**ФРАГМЕНТ ТЕКСТА**
* * * * *

Статья Э. Кингстон-Манн (ун-т Массачусетса, Бостон) «Статистика, обществознание и общественная справедливость: Земские статистики в дореволюционной России» содержит обзор истории земской статистики в пореформенной России в европейском контексте. Автор пишет о формировании европейской статистики в XIX в., а также о статистических изысканиях в нашей стране до отмены крепостного права. Подробно показано функционирование земских статистических органов, основные результаты их деятельности и их восприятие в российском обществе, в том числе со стороны помещиков и бюрократии. Они относились к статистическим учреждениям враждебно – как рассаднику революционных идей. Это было неудивительно, поскольку пореформенная статистика, используя новейшие методы сбора данных, часто приходила к выводам, неприятным для местных властей и землевладельческой элиты. Репрессивные меры в отношении статистиков, по словам автора, временами выливались в настоящий террор, включая закрытие отдельных статистических бюро, запреты на публикацию результатов исследований, сожжение готовых отчетов и т.д. Но и отношение марксистов к земской статистике было настороженным. И то и другое являлось российской спецификой. Однако в целом статистика в стране развивалась в том же направлении, что и в Европе, и в тесном взаимодействии с зарубежной наукой (с. 133).
Л. Хефнер (Лейпцигский ун-т) в статье «“Храм безделья”: Ассоциации и публичная сфера в провинциальной России» рассматривает историю общественных объединений Саратова с начала XIX в. по 1917 г. на фоне аналогичных процессов, протекавших в других частях страны. Как отмечает автор, в России в этот период существовало множество разнообразных клубов и объединений, сыгравших значительную роль в самоорганизации местного общества. Особенно активно создание новых общественных организаций развернулось после Великих реформ 1860-х годов. Еще больше различных объединений возникло в ходе революции 1905 г. Автор дает сжатый очерк работы общественных объединений Саратова, включая социальный и этнический состав их членов, направления их деятельности, повседневную жизнь, политизацию общественных организаций. Правом на членство в подобных объединениях и клубах обладал лишь ограниченный круг лиц. Тем не менее общественные объединения Саратова предоставляли горожанам значительные возможности для общения, организации «разумного» досуга, приобретения навыков самоуправления. Клубы и общества зачастую объединяли под своей крышей людей разных профессий, с разным уровнем образования, представителей всех сословий и религий, тем самым эффективно ломая разделявшие их барьеры.

* * * * *

**ИСХОДНЫЕ ДАННЫЕ**
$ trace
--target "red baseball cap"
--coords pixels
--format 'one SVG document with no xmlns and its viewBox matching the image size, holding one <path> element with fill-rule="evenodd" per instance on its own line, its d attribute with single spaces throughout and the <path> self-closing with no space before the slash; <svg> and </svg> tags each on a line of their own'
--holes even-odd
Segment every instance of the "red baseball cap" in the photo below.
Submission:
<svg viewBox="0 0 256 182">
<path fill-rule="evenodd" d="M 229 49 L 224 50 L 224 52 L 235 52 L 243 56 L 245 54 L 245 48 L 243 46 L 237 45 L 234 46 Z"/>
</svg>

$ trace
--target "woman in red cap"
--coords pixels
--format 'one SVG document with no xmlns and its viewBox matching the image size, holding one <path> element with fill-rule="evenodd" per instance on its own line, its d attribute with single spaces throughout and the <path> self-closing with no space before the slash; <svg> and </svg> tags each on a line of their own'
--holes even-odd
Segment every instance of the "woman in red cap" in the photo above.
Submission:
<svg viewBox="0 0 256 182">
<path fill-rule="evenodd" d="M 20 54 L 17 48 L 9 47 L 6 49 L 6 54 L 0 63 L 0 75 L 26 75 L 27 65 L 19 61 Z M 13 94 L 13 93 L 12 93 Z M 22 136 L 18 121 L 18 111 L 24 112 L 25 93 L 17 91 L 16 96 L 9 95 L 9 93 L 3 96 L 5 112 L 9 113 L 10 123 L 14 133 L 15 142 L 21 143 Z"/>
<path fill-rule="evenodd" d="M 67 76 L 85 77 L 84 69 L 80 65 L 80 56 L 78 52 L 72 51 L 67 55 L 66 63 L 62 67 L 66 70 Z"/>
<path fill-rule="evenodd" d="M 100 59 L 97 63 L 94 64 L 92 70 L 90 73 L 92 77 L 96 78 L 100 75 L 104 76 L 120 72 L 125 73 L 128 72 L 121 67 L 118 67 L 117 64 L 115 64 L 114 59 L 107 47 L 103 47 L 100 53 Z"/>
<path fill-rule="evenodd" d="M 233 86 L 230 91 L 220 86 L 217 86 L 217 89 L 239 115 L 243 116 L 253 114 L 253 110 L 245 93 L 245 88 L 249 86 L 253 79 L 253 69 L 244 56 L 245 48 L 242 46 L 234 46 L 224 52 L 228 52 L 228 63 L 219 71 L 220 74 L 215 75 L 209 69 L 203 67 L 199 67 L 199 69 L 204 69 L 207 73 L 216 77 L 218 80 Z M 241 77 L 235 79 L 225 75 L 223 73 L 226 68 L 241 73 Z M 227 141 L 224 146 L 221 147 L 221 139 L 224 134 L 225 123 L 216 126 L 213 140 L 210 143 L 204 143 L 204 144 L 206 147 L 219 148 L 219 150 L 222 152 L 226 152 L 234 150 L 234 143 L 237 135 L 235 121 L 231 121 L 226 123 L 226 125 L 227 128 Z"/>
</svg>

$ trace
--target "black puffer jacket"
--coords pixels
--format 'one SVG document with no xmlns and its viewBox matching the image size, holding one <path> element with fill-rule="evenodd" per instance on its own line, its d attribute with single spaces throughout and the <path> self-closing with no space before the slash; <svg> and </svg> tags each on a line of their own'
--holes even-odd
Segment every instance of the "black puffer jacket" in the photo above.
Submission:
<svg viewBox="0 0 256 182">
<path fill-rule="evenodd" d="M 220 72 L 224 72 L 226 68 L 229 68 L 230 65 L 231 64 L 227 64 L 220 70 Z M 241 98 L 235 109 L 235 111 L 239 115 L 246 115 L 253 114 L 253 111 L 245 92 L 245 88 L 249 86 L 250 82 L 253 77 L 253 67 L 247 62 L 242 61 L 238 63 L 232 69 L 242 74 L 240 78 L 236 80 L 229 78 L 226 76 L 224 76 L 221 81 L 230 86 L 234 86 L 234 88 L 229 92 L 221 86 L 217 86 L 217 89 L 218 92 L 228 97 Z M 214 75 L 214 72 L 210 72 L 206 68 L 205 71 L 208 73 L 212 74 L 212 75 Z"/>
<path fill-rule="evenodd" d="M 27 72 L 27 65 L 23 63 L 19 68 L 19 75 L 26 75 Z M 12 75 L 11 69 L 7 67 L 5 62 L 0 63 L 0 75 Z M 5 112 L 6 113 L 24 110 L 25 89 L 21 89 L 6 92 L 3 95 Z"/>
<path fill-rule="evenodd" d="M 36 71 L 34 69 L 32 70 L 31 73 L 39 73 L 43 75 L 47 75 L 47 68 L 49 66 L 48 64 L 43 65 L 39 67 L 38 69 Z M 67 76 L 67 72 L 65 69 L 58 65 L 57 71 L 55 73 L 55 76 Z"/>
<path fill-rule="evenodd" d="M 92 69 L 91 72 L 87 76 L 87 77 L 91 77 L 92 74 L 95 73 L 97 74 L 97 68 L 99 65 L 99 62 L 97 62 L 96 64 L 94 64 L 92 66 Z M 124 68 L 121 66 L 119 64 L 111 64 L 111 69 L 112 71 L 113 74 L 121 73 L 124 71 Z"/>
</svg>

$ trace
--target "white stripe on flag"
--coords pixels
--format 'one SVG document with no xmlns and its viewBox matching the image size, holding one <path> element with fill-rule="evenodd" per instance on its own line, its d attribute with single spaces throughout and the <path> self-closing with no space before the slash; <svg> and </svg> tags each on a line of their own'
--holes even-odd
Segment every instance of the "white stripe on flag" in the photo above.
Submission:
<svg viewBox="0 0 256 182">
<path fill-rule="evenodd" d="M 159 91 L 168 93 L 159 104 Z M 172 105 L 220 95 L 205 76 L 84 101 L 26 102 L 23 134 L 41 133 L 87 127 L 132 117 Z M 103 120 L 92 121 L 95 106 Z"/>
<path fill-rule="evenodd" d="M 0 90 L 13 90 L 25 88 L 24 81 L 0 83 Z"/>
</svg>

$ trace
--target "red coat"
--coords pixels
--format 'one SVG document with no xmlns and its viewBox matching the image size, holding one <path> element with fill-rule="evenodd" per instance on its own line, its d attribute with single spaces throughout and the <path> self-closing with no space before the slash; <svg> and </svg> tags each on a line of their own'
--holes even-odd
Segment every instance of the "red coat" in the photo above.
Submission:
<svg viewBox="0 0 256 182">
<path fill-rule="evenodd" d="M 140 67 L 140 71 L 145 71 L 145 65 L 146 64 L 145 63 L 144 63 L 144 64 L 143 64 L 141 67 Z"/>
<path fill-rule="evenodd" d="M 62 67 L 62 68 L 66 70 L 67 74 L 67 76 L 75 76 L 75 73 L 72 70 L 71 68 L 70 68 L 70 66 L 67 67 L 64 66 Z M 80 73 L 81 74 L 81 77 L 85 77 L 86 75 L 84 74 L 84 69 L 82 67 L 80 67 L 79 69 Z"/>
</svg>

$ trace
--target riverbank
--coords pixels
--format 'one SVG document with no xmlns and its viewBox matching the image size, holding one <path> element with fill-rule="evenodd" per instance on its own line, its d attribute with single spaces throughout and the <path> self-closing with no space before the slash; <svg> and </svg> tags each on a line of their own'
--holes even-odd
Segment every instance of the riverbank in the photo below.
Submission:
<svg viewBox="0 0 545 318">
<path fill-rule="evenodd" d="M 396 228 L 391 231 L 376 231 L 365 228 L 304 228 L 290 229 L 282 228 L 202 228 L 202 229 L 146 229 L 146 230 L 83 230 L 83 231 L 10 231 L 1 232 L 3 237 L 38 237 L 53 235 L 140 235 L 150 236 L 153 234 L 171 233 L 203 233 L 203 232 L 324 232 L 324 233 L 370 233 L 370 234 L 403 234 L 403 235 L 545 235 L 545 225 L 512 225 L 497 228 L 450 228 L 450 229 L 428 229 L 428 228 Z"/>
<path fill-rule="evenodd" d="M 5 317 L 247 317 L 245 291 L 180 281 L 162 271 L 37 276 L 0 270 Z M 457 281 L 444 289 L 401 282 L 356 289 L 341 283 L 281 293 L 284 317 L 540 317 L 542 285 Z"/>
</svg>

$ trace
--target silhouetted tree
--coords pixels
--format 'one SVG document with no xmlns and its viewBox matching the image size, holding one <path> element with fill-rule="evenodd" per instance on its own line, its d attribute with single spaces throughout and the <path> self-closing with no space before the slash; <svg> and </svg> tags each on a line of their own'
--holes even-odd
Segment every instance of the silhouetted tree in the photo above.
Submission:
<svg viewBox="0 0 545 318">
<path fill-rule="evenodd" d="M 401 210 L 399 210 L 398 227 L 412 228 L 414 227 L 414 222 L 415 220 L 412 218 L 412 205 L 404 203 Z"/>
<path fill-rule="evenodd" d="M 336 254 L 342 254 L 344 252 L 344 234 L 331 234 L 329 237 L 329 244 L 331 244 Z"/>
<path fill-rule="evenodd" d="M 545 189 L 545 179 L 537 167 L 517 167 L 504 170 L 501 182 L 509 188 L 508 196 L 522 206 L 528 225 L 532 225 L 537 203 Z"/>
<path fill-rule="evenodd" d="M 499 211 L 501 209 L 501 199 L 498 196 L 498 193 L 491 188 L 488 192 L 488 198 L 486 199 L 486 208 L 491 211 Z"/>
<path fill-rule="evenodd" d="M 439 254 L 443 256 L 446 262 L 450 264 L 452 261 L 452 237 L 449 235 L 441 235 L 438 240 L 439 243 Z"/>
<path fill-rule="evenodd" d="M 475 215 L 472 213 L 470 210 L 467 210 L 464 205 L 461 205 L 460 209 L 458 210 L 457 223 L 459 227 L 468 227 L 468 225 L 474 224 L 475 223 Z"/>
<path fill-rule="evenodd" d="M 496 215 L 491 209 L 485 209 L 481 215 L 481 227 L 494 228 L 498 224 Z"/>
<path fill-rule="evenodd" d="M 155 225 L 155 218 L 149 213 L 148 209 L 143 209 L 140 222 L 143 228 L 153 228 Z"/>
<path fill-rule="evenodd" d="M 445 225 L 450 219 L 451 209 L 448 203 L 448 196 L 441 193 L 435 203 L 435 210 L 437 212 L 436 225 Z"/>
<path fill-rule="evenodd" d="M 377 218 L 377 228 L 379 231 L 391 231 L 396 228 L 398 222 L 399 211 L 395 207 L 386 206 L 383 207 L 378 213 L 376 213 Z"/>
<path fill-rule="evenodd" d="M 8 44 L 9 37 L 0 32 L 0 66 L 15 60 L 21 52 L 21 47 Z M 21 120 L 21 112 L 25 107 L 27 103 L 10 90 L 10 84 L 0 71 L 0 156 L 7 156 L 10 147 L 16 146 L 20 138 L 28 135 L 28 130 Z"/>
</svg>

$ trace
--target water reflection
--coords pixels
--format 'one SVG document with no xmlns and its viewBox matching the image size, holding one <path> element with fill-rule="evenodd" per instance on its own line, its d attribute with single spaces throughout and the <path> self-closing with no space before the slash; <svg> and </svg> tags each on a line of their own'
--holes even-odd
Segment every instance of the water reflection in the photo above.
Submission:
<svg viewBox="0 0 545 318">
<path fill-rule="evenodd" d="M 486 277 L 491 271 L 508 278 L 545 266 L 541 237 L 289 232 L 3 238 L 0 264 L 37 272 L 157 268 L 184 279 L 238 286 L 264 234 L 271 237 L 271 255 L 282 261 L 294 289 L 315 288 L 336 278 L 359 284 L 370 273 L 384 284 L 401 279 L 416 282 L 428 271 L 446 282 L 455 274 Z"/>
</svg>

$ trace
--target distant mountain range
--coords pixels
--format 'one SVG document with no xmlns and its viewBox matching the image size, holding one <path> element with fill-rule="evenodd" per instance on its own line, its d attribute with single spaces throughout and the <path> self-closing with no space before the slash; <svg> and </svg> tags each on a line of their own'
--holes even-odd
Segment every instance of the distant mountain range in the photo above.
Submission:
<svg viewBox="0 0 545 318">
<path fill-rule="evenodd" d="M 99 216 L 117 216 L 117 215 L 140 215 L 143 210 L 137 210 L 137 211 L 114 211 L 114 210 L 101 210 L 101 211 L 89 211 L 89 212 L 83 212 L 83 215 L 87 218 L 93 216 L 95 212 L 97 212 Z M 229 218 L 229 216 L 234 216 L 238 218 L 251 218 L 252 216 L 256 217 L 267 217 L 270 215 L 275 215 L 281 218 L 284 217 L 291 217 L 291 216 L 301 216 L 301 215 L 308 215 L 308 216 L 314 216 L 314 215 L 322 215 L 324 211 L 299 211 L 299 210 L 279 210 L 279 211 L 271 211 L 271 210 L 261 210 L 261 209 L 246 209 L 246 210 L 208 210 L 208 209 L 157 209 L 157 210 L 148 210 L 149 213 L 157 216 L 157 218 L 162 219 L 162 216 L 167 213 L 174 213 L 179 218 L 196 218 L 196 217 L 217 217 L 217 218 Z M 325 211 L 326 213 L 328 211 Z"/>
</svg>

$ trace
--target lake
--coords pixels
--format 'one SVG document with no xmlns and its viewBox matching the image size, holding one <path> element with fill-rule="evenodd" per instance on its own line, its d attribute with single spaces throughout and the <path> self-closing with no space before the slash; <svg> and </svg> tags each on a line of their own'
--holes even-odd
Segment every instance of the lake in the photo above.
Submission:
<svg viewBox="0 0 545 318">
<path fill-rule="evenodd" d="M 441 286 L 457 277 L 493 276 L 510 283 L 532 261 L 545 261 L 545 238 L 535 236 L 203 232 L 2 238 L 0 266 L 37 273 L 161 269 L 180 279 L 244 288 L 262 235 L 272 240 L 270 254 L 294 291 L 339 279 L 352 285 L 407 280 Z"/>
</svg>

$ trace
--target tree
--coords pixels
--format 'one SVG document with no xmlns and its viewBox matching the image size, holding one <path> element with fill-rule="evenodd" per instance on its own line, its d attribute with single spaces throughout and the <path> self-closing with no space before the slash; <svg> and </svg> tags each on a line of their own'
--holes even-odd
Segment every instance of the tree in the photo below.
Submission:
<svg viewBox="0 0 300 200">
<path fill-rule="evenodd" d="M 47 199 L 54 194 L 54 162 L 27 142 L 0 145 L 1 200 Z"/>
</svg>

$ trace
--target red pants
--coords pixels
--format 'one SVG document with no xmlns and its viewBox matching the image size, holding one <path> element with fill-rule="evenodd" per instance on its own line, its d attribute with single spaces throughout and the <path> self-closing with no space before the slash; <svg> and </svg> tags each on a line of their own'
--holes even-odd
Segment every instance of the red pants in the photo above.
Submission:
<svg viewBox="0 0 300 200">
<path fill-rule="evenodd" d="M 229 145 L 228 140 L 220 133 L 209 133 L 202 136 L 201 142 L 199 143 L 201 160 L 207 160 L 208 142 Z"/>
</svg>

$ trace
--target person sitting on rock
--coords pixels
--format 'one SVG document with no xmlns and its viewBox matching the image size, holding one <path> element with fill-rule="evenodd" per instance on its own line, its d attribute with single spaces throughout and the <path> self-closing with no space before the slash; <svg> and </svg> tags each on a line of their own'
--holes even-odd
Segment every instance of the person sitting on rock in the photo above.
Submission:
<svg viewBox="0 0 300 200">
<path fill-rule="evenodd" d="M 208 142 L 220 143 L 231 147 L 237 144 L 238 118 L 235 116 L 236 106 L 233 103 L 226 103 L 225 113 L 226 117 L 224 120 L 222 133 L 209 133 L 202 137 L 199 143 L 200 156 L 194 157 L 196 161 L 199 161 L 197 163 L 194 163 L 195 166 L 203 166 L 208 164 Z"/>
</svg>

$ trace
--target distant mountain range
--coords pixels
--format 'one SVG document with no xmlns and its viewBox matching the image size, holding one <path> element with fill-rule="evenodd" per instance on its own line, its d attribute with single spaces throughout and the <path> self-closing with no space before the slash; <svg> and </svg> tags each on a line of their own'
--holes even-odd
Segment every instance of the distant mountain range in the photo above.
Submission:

* * * * *

**ИНСТРУКЦИЯ**
Согласно фрагменту текста, за какой период Л. Хефнер рассматривает историю общественных объединений Саратова?

**РЕЗУЛЬТАТ**
С начала XIX в. по 1917 г.